§ **What the task asks**
A faithful copy is required of the lines from the top of the entries through the line that contains "box: [453, 119, 527, 191]", both included, with no pictures.

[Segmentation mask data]
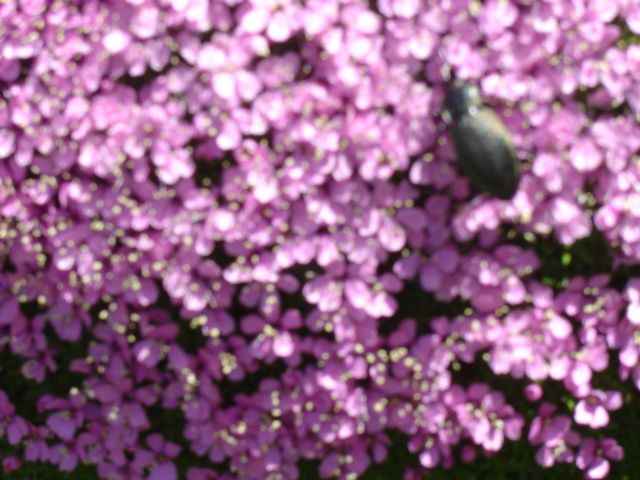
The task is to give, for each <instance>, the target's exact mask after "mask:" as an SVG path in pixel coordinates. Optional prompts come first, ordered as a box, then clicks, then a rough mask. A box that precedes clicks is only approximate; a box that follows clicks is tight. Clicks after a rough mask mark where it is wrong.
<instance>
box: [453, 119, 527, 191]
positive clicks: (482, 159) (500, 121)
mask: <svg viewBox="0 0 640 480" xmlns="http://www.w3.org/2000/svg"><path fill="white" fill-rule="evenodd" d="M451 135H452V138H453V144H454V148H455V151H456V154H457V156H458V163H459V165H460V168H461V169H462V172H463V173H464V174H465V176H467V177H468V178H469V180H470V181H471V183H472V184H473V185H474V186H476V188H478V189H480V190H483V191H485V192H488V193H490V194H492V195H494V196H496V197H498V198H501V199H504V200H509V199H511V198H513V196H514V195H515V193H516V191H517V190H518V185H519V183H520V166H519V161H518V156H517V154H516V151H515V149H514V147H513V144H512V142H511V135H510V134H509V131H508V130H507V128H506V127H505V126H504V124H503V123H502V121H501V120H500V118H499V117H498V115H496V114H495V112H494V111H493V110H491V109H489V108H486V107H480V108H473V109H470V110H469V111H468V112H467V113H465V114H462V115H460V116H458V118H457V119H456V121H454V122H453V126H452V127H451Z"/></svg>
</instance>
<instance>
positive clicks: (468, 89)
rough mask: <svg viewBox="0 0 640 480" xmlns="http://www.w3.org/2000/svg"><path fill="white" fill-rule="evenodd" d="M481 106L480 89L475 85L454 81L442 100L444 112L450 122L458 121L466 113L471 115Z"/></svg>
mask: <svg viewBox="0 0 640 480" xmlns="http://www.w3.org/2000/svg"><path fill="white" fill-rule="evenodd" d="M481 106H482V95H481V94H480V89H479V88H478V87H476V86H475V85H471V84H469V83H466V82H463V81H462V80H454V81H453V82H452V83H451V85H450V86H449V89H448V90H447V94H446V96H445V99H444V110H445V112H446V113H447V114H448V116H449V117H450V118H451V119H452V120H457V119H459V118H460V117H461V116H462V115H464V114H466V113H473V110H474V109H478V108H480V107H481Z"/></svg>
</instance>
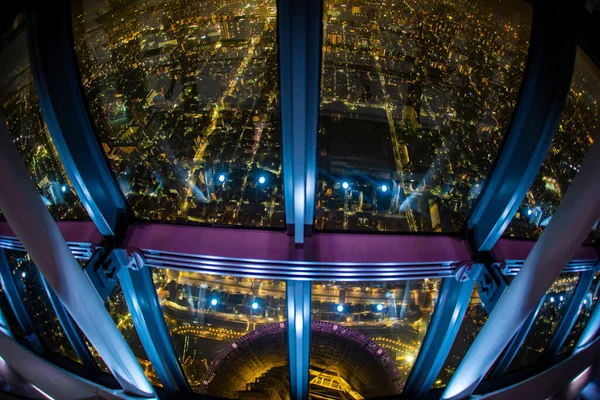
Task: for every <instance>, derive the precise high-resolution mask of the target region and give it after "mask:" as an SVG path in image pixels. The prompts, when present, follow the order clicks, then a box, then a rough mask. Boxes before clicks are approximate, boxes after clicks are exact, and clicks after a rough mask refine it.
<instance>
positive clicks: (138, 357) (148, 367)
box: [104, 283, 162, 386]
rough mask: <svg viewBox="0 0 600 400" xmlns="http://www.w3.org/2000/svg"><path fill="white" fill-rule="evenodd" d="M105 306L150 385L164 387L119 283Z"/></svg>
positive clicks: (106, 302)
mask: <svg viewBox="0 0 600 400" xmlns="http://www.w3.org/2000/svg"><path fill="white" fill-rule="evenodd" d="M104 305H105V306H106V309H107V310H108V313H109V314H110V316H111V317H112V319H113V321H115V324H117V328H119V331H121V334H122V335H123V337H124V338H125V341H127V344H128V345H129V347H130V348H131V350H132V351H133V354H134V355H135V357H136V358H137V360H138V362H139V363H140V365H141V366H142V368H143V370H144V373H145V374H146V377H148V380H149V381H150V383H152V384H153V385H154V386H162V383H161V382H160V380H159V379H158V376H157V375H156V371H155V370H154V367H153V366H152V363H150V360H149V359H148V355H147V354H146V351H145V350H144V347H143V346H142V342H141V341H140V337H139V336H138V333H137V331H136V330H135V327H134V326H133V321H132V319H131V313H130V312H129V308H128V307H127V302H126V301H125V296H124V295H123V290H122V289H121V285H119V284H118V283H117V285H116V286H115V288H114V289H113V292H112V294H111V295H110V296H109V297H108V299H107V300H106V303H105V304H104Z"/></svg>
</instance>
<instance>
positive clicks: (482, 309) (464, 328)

§ **Solution to the problem**
The task is to give, for each <instance>, the target's exact mask after "mask:" as an SVG path in pixel coordinates. Optional prompts come first, ordered as a box, then clicks, then a rough mask. A box that precedes clicks is only approximate; a box that follows clicks is tight. Clicks after a rough mask mark where it is wrong.
<instance>
box: [453, 119, 527, 191]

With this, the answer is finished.